• What this task involves:
Express the lines from the one holding "Mark the region of each instance of the pink" through the end of the block as a JSON list of strings, one string per line, leaving out blank lines; both ends are included.

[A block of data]
^^^^
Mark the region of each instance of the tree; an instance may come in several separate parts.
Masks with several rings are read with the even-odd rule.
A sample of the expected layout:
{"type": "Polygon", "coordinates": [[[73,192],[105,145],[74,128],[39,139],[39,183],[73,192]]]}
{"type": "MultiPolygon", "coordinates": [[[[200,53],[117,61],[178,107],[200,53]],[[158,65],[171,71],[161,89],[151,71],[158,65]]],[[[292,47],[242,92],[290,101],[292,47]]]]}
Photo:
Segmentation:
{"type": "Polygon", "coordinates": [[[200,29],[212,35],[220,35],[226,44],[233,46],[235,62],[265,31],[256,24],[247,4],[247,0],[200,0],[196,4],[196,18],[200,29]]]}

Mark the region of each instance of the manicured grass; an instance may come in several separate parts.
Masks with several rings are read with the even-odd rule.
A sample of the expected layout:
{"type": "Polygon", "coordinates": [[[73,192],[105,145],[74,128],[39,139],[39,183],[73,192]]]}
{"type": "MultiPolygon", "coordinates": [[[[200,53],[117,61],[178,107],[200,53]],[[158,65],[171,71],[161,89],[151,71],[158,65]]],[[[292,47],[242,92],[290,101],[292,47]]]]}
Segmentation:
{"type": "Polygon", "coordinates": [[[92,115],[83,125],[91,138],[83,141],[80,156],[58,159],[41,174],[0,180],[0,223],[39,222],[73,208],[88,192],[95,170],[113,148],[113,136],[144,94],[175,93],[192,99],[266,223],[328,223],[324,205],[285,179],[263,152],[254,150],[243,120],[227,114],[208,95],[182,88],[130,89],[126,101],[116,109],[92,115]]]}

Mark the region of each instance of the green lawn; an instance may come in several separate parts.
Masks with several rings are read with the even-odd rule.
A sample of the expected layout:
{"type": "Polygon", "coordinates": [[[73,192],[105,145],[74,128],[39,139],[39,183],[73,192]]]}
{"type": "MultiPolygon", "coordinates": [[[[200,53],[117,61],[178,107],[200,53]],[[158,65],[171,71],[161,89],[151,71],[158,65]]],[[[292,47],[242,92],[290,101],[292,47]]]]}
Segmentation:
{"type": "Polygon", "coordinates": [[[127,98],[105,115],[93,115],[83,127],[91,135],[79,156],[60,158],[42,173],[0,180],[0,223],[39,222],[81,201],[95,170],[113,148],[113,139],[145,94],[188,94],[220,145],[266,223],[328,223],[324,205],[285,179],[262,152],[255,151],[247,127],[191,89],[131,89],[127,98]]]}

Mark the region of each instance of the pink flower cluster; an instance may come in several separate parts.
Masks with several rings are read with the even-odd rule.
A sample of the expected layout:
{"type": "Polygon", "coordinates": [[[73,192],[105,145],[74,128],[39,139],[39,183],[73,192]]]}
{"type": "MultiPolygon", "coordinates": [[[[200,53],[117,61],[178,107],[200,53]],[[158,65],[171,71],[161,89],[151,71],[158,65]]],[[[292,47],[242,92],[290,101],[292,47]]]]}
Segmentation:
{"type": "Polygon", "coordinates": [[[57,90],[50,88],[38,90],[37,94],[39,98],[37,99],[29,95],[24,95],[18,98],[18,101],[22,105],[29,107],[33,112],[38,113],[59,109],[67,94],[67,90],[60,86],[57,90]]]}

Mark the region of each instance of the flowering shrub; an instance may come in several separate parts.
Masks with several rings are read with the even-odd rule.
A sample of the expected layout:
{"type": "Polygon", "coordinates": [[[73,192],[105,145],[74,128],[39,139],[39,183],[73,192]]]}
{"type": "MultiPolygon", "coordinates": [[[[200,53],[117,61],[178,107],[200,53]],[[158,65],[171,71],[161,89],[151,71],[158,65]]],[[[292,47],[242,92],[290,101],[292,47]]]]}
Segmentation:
^^^^
• Expected answer:
[
  "Mark the region of each instance of the pink flower cluster; an instance may come in several separate parts.",
  "Masks with several rings are read with the even-odd rule.",
  "A sample of the expected layout:",
  "{\"type\": \"Polygon\", \"coordinates\": [[[73,192],[105,145],[74,128],[39,139],[39,183],[73,192]]]}",
  "{\"type\": \"MultiPolygon\", \"coordinates\": [[[[200,53],[117,61],[178,107],[200,53]],[[158,65],[171,71],[161,89],[151,71],[158,65]]],[[[292,47],[242,92],[290,101],[292,47]]]]}",
  "Segmentation:",
  "{\"type\": \"Polygon\", \"coordinates\": [[[57,90],[50,88],[38,90],[37,94],[39,98],[37,99],[29,95],[24,95],[18,98],[18,101],[22,105],[29,107],[33,112],[38,113],[59,109],[67,94],[67,90],[60,86],[57,90]]]}",
  "Mark the region of each instance of the flowering shrub; an instance may come in several separate parts.",
  "Masks with several rings are read with the even-odd rule.",
  "A sample of the expected layout:",
  "{\"type\": \"Polygon\", \"coordinates\": [[[73,192],[105,145],[74,128],[39,139],[39,183],[73,192]]]}",
  "{\"type\": \"MultiPolygon\", \"coordinates\": [[[[200,53],[117,61],[178,107],[200,53]],[[158,65],[171,71],[161,89],[151,71],[158,65]]],[[[292,47],[242,92],[290,101],[292,47]]]]}",
  "Segmentation:"
]